-------- TASK MATERIAL
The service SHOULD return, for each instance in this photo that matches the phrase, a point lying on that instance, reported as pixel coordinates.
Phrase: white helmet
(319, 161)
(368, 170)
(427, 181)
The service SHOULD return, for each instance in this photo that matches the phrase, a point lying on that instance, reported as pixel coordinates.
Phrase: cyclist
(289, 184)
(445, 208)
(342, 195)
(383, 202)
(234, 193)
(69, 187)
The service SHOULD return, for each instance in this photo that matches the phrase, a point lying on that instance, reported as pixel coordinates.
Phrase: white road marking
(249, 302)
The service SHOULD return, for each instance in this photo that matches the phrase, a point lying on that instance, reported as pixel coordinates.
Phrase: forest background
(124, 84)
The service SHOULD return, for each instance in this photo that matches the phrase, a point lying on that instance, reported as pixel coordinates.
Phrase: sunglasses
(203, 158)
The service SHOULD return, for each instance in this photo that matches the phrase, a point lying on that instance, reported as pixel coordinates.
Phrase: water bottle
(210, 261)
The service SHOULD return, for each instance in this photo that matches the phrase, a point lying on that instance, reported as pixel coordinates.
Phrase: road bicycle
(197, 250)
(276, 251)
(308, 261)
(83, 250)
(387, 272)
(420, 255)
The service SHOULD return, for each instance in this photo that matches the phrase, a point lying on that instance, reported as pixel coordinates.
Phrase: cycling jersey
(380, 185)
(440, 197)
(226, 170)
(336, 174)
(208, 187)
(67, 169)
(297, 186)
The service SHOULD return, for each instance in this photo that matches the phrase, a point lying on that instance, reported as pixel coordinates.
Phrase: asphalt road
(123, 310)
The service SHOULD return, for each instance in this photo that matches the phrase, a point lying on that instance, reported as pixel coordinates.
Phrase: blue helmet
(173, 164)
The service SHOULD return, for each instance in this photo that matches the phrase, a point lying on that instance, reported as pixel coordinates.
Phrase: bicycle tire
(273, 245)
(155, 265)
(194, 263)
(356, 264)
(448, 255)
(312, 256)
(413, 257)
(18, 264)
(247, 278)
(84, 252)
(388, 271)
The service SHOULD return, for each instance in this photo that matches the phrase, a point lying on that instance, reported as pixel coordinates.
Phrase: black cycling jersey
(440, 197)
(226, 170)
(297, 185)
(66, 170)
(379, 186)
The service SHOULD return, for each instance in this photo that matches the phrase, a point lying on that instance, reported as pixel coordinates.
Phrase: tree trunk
----------------
Find each line in the listing above that contains the word "road", and copy those lines out in full.

Phrase: white road marking
Phrase: road bicycle
Phrase: asphalt road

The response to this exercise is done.